Supplied passage:

In a virtualisation system such as a VirtualBox, each VM is a self-contained virtual machine. If you have two virtual machines, both running the same version of Linux, one running application A, and one running a different application B, the size of each machine is the size of the Linux operating system plus the size of the application.

In a Docker Machine, suppose you have packaged one container with a particular version of Linux and application A, and one container with the same version of Linux and application B. The Docker Machine now only needs to download a single copy of the Linux operating system layer, which can then be shared by both containers. This approach makes sense when Docker is used for virtualised hosting, for example where a powerful physical cloud server hosts multiple virtual machines running the same operating system container layers, because you don't need so much memory to host a version of the operating system for each virtual machine.

This layered approach provides a related benefit when it comes to running Docker on a personal computer. If you are a student on two different modules, and each module distributes a container bundling the same operating system and a common application A, as well as application B for the first module and application C for the second module, then you only need to download the operating system and application A layers once, because they can be shared by the two separate module containers.

There is a benefit when it comes to production and maintenance too, in that when it comes to securing or testing the operating system layer, or the layer associated with application A, this only needs to be done once; the layers can then be shared with the developers responsible for putting together the containers for each of the distinct modules that needs to call on them.

In this way, we can start to build up a plug and play style of environment construction, where we can easily reuse the same software applications across different containers for little additional effort in terms of production and testing, and minimise the amount of stuff we require students to download.

(The practicalities are, of course, different, particularly once you start thinking about multiple software versions over many years and at different times; but that's the idealised principle!;-)

As with VM applications such as VirtualBox, it is also worth noting the different between virtual machine images and virtual machine instances. Years ago, operating systems and their updates used to be distributed on CD-ROMS or DVD-ROMS. These are fixed images that you would install onto your computer and set running to provide the operating system and its user desktop. Virtual machines are distributed as static image files, such as a VirtualBox .box file, for example, or a Docker image (also referred to as a container image). When you run the virtual machine, or in the case of Docker, run a Docker container, you generate a running instance of the virtual machine. This instance can be started or stopped, much as you start or shutdown a Windows or Mac desktop: while stopped, the files you were working with are still retained inside the container. But you can also destroy a container, and then recreate a new one from the original downloaded image. This is much the same as deleting your operating system and reinstalling from the image CD/DVD-ROM. In this case, any files that were solely inside the original container will have been lost unless you also took care to save a copy of them outside the container.

Available data:
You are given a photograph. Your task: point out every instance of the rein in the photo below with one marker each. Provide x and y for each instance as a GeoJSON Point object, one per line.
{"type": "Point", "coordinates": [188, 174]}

What you need to do: Please restate the Docker passage starting at "There is a benefit" and ending at "students to download.", changing "students" to "learners". Rely on the Docker passage alone.

Correct output:
There is a benefit when it comes to production and maintenance too, in that when it comes to securing or testing the operating system layer, or the layer associated with application A, this only needs to be done once; the layers can then be shared with the developers responsible for putting together the containers for each of the distinct modules that needs to call on them.

In this way, we can start to build up a plug and play style of environment construction, where we can easily reuse the same software applications across different containers for little additional effort in terms of production and testing, and minimise the amount of stuff we require learners to download.